* BEGIN Material for this exercise *

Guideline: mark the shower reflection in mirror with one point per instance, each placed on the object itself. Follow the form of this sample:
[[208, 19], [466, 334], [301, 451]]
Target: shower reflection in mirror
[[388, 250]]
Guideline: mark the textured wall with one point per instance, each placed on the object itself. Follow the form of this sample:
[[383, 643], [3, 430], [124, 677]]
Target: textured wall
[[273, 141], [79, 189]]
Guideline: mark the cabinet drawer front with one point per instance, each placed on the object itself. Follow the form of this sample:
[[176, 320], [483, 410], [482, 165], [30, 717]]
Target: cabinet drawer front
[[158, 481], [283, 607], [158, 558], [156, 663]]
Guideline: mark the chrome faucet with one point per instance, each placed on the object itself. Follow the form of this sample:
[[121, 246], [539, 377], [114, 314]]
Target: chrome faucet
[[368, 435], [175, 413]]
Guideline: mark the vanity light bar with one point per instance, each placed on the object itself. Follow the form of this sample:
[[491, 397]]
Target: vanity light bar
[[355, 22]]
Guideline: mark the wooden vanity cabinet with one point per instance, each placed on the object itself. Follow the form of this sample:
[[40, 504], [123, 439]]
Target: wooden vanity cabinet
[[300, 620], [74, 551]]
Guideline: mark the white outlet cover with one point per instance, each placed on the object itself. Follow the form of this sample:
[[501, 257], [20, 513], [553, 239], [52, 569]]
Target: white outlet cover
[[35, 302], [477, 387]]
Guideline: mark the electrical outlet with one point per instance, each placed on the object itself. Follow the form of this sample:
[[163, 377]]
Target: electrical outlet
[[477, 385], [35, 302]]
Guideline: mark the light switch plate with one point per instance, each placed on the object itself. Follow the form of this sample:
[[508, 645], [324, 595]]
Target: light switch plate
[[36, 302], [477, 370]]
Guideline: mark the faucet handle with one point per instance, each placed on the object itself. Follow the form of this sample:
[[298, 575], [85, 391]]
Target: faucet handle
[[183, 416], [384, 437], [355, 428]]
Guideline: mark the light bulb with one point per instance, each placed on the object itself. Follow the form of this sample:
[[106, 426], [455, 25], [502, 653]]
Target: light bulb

* END Material for this exercise *

(Exercise details): Reproduce all data above, unchanged.

(Complete output):
Guideline: mark the shower reflection in mirror with one point per instance, each placed on the object itself. Follow the form of this sample:
[[208, 19], [466, 334], [301, 451]]
Target: shower reflection in mirror
[[388, 250]]
Guideline: mark the textured wall with one point per instance, each placed on the object itself. Follow the form of this sample:
[[383, 643], [3, 430], [124, 677]]
Target: textured wall
[[273, 141], [79, 189]]
Guideline: mark the cabinet drawer front with one point per instance, each placed on the object itself. Follow the form of this sample:
[[176, 320], [483, 410], [482, 165], [30, 717]]
Target: cabinet drawer front
[[158, 481], [283, 607], [158, 558], [156, 663]]
Guideline: mark the chrome faucet with one point per instance, each placed on the object itself. Follow the form of this sample:
[[121, 246], [539, 377], [114, 314]]
Target: chrome faucet
[[368, 435], [175, 413]]
Guideline: mark the vanity light bar with one point per instance, each placed on the object itself. Follow the form of this sample:
[[491, 397]]
Target: vanity light bar
[[355, 22]]
Guideline: mark the wooden vanity cabinet with one point per instance, each placed on the object itself. Follow the form of this sample:
[[40, 504], [123, 439]]
Target: wooden vanity cabinet
[[300, 620], [74, 551]]
Guideline: mark the white outlet cover with one point per instance, each placed on the object itself. Follow the form of this sample:
[[501, 257], [20, 513], [553, 239], [52, 569]]
Target: white outlet cover
[[35, 302], [477, 387]]
Guideline: mark the electrical outlet with one point per instance, each placed on the object itself. Follow the form of this sample:
[[163, 377]]
Target: electrical outlet
[[477, 385], [35, 302]]
Guideline: mark the light switch plate with one point per instance, each placed on the object itself. Follow the form of this sample:
[[508, 645], [324, 595]]
Target: light switch plate
[[36, 302], [477, 370]]
Guideline: mark the faucet handle with one point per instance, each placed on the object itself. Follow the form of this sample:
[[298, 575], [85, 391]]
Target: faucet handle
[[183, 416], [384, 437], [355, 428]]
Guideline: mark the light bulb with one point per instance, each placed on the object itself. Follow the form of this sample:
[[106, 426], [455, 25], [502, 653]]
Target: light bulb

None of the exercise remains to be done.